### Study text
- - - - -
Error Budgets That Work
Calculating Error Budgets
SLO: 99.9% availability
Error budget: 0.1% = 43.2 minutes per month
SLO: 99.5% availability
Error budget: 0.5% = 3.6 hours per month
SLO: 99.0% availability
Error budget: 1.0% = 7.3 hours per month
Using Error Budgets
Error budgets are a policy tool:
Budget Status → Actions
Healthy (>50%):
- Ship features normally
- Experiment with new approaches
- Accept calculated risks
Depleted (25-50%):
- Slow down feature velocity
- Focus on reliability improvements
- More careful change management
Critical (<25%):
- Feature freeze
- All hands on reliability
- Post-mortem on consumption
Exhausted (0%):
- Complete freeze
- Emergency reliability work only
Error Budget Burns
Track how fast budget is consumed:
Weekly burn rate = errors_this_week / weekly_budget
If burn rate > 1: Consuming faster than budget allows
If burn rate < 0.5: Could ship faster
If burn rate ≈ 1: Sustainable pace
Alert on burn rate, not just budget remaining.
Implementation
Monitoring Setup
# Prometheus recording rules
groups:
- name: slos
rules:
- record: slo:requests:success_rate
expr: |
sum(rate(http_requests_total{status!~"5.."}[5m]))
- - - - -
### Record excerpts
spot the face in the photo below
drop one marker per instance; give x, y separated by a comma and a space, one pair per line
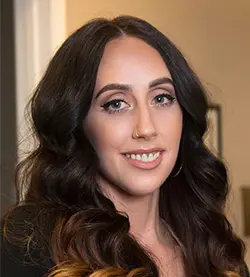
134, 122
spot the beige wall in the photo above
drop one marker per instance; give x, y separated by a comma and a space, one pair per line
215, 37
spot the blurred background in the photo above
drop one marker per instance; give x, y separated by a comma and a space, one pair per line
214, 36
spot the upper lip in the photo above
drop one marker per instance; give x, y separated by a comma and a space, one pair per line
142, 151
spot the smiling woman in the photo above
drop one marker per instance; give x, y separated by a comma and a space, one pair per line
121, 183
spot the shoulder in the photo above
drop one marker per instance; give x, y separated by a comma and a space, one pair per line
20, 256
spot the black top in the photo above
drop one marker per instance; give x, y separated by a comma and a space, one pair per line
14, 263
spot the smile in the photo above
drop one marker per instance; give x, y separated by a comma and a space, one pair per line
144, 160
144, 157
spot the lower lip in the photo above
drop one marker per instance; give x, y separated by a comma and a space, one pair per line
145, 165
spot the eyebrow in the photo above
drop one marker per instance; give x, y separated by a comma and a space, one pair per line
123, 87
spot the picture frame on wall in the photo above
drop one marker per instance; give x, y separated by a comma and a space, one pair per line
213, 137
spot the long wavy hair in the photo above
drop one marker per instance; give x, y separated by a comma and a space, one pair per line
68, 218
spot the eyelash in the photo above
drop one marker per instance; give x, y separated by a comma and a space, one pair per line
107, 105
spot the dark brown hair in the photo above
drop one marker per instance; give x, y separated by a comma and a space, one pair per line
66, 214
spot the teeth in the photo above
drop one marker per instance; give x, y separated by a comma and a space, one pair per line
144, 157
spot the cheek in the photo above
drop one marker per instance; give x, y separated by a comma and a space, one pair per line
106, 132
172, 127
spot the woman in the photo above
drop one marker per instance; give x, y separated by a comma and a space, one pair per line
121, 183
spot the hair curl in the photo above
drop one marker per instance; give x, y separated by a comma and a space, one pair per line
66, 212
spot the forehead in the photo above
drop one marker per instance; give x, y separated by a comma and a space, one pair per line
132, 61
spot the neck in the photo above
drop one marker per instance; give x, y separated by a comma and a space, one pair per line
143, 212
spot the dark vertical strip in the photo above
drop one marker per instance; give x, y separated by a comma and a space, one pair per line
8, 105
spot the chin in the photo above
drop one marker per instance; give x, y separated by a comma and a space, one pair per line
141, 188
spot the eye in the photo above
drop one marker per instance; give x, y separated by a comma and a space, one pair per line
116, 105
164, 99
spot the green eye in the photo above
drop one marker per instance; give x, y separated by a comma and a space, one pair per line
164, 99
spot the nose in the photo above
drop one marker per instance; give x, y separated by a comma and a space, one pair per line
144, 124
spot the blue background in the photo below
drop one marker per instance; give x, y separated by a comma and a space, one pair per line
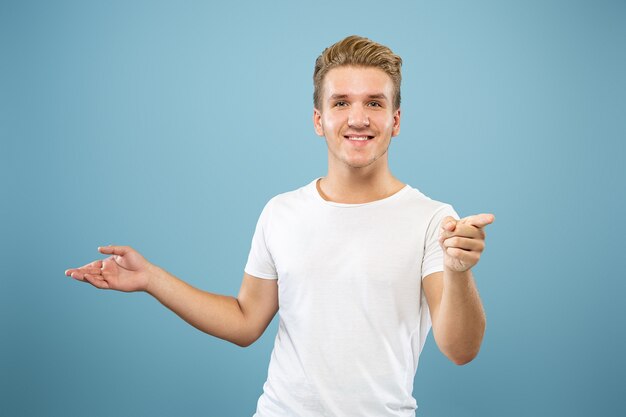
167, 126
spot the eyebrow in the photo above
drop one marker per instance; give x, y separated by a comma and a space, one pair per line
371, 96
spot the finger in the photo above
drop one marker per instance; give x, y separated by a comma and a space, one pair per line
464, 243
468, 257
448, 223
464, 230
114, 250
91, 265
96, 281
479, 220
83, 271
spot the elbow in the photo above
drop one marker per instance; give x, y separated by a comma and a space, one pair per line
463, 357
245, 341
461, 360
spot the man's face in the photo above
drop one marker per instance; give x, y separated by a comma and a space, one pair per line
357, 116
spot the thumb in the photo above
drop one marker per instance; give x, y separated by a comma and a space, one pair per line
448, 223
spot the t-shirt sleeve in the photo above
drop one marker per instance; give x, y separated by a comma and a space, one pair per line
260, 262
433, 254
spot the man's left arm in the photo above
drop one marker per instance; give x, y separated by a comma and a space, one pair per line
456, 310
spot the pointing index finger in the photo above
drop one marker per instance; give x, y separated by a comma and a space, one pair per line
480, 220
113, 250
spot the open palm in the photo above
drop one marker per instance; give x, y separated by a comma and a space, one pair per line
125, 270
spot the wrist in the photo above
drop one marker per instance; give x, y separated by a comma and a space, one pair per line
153, 274
457, 276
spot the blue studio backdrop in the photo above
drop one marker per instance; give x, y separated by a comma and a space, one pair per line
167, 125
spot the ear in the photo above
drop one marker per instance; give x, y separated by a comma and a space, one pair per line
317, 122
396, 123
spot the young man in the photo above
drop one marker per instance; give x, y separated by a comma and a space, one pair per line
359, 264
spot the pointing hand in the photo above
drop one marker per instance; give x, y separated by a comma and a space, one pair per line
463, 240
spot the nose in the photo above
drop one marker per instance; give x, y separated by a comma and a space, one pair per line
358, 117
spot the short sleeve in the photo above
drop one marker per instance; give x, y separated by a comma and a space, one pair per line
433, 254
260, 262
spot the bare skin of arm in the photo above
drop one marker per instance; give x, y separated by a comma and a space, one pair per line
456, 311
241, 320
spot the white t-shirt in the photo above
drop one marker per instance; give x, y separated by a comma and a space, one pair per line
353, 316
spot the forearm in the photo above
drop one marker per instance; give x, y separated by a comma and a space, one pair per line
217, 315
461, 318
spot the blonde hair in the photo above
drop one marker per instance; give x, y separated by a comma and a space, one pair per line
357, 51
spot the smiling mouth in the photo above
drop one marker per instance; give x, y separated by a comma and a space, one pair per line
359, 138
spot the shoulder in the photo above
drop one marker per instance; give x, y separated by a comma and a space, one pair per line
290, 200
417, 200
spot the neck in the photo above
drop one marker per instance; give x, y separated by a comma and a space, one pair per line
358, 185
- - - - -
### Directions
Pick up the error budgets text at the point where it stops, and carry it on from there.

### Expected answer
/
sum(rate(http_requests_total[5m]))
- record: slo:latency:p99
expr: |
histogram_quantile(0.99,
sum(rate(http_request_duration_seconds_bucket[5m]))
by (le)
)
Dashboards
SLO Dashboard Layout:
┌────────────────────────────────────────┐
│ Current Availability: 99.87% │
│ Target: 99.9% │
│ Status: ✓ Meeting SLO │
├────────────────────────────────────────┤
│ Error Budget Remaining: 67% │
│ ████████████░░░░░░░░ │
│ Burn Rate: 0.8x (sustainable) │
├────────────────────────────────────────┤
│ 30-Day Trend │
│ [availability over time graph] │
└────────────────────────────────────────┘
Alerting
Alert on error budget burn, not instantaneous SLI:
# Multi-window burn rate alert
- alert: SLOBurnRateTooHigh
expr: |
(
slo:error_budget:burn_rate:1h > 14.4
and
slo:error_budget:burn_rate:5m > 14.4
) or (
slo:error_budget:burn_rate:6h > 6
and
slo:error_budget:burn_rate:30m > 6
)
annotations:
summary: "Error budget burn rate too high"
description: "At current burn rate, error budget exhausted in {{ value }} hours"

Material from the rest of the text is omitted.